═════ 提示文 ═════

ともさか:三部作の1作目である『焼肉ドラゴン』を観に行った時に、『たとえば野に咲く花のように』にもあるフレーズが出てきたんです。だから、作品のテイストは違っても、鄭さんの言いたい事や投げかけたい事は作品に根づいているなと感じました。特に私の演じる満喜は、『焼肉ドラゴン』で描かれる家族と同じく祖国を捨ててきたというバックボーンがあり、すごく意識してしまいました。それでなくても、『たとえば野に咲く花のように』はもともとギリシャ悲劇『アンドロマケ』をベースにしていて戦後の日本の雰囲気とは違うので、難しいなと感じていたんです。
でも、裕美さんが「自分も含めて、みんな鄭さんの三部作ってことを意識してしまってたけど、一人一人の役者が一つ一つのキャラクターと向き合って、舞台上でそのように生きる、ということに誠実になれれば、別に意識しなくてもいい!」というようなことをおっしゃって、私も「ああ、そうだな」と腑に落ちました。
――鄭さんはこの作品については何か言っていましたか?
ともさか:本読みの日に稽古場に来て下さったので、その時に少しお話しさせていただきました。

═════

* **目標**
提示文によると、『たとえば野に咲く花のように』はもともと何を基にしていますか。 これらのレコードは提示文とは別の出典から取得したものです。

═════ 掲載レコード ═════

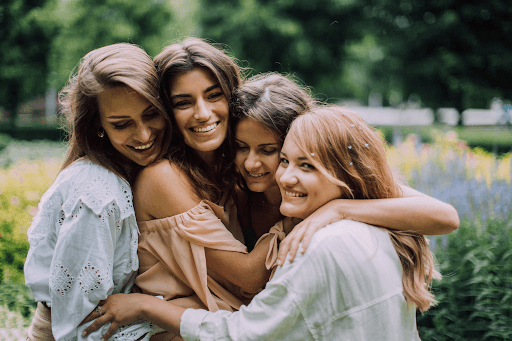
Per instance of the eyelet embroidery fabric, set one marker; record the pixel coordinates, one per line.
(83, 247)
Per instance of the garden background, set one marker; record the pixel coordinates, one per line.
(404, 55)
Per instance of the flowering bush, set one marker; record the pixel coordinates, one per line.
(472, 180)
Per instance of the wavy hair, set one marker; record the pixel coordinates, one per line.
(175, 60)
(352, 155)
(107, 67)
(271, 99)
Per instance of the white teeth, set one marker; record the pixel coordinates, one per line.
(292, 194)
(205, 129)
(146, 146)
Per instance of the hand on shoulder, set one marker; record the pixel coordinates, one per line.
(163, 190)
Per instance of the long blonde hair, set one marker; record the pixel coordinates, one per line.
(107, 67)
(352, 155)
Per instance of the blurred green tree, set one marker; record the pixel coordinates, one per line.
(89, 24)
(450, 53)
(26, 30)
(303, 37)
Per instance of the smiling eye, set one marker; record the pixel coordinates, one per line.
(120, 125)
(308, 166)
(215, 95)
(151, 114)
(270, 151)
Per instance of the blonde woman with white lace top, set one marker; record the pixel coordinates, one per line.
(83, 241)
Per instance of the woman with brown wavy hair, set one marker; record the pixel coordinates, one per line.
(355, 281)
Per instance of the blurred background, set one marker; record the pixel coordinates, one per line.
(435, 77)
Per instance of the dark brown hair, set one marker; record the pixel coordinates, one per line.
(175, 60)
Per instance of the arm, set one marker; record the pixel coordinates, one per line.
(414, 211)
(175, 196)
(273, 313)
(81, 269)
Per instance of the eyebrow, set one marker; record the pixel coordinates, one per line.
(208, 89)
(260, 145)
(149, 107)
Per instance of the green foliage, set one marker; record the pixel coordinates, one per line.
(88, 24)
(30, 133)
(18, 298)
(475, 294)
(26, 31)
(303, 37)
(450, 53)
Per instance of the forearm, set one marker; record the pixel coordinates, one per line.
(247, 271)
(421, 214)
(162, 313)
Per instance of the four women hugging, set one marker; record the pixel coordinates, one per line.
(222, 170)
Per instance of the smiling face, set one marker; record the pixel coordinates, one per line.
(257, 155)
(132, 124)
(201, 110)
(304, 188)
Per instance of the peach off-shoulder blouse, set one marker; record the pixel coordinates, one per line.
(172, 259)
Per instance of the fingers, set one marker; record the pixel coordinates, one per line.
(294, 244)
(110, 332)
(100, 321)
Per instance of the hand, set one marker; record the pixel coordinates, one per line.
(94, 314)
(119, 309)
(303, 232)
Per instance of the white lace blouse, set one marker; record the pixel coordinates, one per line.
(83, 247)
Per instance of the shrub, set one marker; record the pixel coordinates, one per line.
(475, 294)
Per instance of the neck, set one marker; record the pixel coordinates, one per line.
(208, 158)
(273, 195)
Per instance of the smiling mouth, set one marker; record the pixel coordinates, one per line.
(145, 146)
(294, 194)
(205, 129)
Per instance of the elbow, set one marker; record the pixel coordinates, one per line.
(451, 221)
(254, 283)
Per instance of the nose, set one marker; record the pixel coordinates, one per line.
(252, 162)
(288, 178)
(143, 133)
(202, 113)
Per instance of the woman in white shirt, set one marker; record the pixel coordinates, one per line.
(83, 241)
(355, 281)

═════

* **解答例**
ギリシャ悲劇『アンドロマケ』です。